* [Given records]:

————

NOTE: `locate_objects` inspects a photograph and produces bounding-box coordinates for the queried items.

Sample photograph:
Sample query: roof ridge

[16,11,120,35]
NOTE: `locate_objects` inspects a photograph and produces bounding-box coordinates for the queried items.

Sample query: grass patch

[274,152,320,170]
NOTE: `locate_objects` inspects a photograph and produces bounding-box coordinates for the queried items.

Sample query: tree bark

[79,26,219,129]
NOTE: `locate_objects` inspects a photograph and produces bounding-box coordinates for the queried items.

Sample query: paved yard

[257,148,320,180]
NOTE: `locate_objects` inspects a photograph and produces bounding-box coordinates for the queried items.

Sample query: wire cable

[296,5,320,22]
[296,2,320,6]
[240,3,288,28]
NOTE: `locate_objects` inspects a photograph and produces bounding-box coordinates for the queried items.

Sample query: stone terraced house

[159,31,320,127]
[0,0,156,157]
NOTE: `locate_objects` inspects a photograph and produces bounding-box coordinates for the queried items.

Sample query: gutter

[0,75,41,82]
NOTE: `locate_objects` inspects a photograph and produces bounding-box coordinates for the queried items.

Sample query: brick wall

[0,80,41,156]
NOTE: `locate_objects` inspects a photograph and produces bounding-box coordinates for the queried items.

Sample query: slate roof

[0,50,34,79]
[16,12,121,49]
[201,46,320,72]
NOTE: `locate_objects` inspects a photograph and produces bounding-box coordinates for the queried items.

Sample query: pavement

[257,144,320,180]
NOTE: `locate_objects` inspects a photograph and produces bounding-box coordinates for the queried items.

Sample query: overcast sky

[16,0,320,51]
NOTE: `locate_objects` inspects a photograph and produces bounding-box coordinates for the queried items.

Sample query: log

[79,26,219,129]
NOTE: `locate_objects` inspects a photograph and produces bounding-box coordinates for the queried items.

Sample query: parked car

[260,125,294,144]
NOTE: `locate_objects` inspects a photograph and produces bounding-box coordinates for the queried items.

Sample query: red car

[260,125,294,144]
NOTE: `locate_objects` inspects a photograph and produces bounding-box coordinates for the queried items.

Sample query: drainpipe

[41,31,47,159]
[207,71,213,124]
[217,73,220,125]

————

* [Given request]: Copy all of the data above line for line, without changing a single character.

* [Finished exercise]:
NOTE: `locate_objects` inspects a photograph and produces bounding-box coordinates for the queried items.

Sample photograph:
Sample query: roof ridge

[16,11,120,35]
NOTE: `locate_objects` inspects a photograph and produces bounding-box coordinates for the queried items.

Sample query: grass patch

[274,152,320,170]
NOTE: `locate_objects` inspects a photograph and produces bounding-box coordinates for the queried items.

Sample query: tree bark

[79,26,219,129]
NOTE: `locate_objects` inspects a photograph and produces bounding-box coordinates for the queried items.

Sample query: paved yard

[257,148,320,180]
NOTE: `locate_objects` inspects a photograph and produces bounding-box coordinates for the queried items.

Sample query: wire cable

[296,5,320,22]
[296,2,320,6]
[240,3,288,28]
NOTE: `locate_objects` inspects a photograph and produces bounding-box coordinates for the queried items.

Sample query: stone terraced house

[159,31,320,127]
[0,0,156,157]
NOTE: `locate_objects` inspects a photograph and produces bounding-box coordinates for the queried items.

Sample query: gutter

[0,75,41,82]
NOTE: `locate_objects` inspects a photograph and produces bounding-box coordinates for the queried items.

Sample query: brick wall

[0,80,41,156]
NOTE: `locate_objects` inspects a photograph and produces bounding-box coordinates for the queried items.

Sample query: slate roof

[0,50,34,79]
[16,12,121,49]
[201,46,320,72]
NOTE: `locate_objects` inspects a photograph and produces bounding-box coordinates for the queried items.

Sample query: pavement

[257,144,320,180]
NOTE: `locate_objects` inspects a photograph and produces bounding-box coordinates for the queried items.

Sample query: overcast sky

[16,0,320,51]
NOTE: `locate_objects` inspects a photograph and produces bounding-box coordinates for the queried items.

Sample query: log

[79,26,219,129]
NOTE: `locate_objects` inspects a photograph and produces bounding-box coordinates for the queried items.

Sample query: parked car

[260,125,294,144]
NOTE: `locate_objects` inspects a photograph and produces bounding-box coordinates for the queried items.

Sample query: red car

[260,125,294,144]
NOTE: `locate_objects` inspects a photograph and produces bounding-box coordinates for the queried items.

Sample query: drainpipe

[41,31,47,159]
[207,71,213,124]
[217,73,220,125]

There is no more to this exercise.